* _SOURCE EXTRACT_:
◆ ◆ ◆ ◆ ◆ ◆ ◆

= Joseph Kurihara =

Joseph Yoshisuke Kurihara (栗原 吉輔, 1895–1965) was a Japanese American internee at Manzanar and then Tule Lake who renounced U.S. citizenship under the Renunciation Act of 1944 in protest of the internment. After the end of World War II, he emigrated to Japan, where he lived until his death.

==Biography==
===Early life===
Born on the island of Kauai in the Republic of Hawaii to father Kichizo and mother Haru, both sugar plantation workers, Kurihara moved to the mainland to attend St. Ignatius High School in San Francisco. Following service with the U.S. Army Medical Department in France during World War I, Kurihara went on to Southwestern University in Los Angeles, where he received a bachelor's degree in commercial science. Afterwards he held a variety of jobs in food-related business, until the 1930s when he became the navigator on a Portuguese ship.

◆ ◆ ◆ ◆ ◆ ◆ ◆

* _COLLECTED MATERIAL_:
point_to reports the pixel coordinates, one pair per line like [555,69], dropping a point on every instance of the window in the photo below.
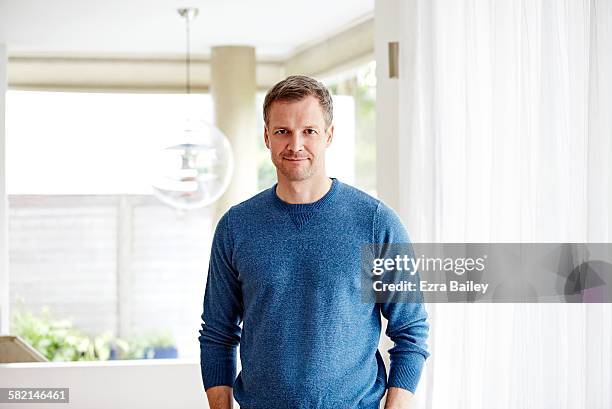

◆ ◆ ◆ ◆ ◆ ◆ ◆

* _ACTIVITY 1_: According to the Joseph Kurihara biography, which degree did Kurihara earn at Southwestern University in Los Angeles?
* _ACTIVITY 2_: Pick up the Joseph Kurihara biography after its final sentence and keep writing it.

* _EXERCISE OUTPUT 1_: A bachelor's degree in commercial science.

* _EXERCISE OUTPUT 2_:
===Internment===
During World War II, following the signing of Executive Order 9066, Kurihara was interned at the Manzanar War Relocation Center. In December 1942, Kurihara was part of a five-member committee which organized protests over the arrest of Harry Ueno, an internee accused of the beating of Fred Tayama. The protestors became unruly, and two soldiers fired on the crowd without orders; two men died, and ten others were injured. Kurihara spent about a month in jail, and was further transferred to citizen isolation camps at Moab, Utah and Leupp, Arizona before finally arriving at the Tule Lake Segregation Center.

===Renunciation and emigration===
Kurihara was one of 5,725 Nisei, mostly Tule Lake internees, who renounced U.S. citizenship under the Renunciation Act of 1944, and one of 316 who did not seek to restore their citizenship after the war's end. He departed for Japan in November 1945 on board the with 1,500 other former internees. He worked for the United States Army, Japan as a translator in Sasebo, Nagasaki before moving to Tokyo, where he lived until his death.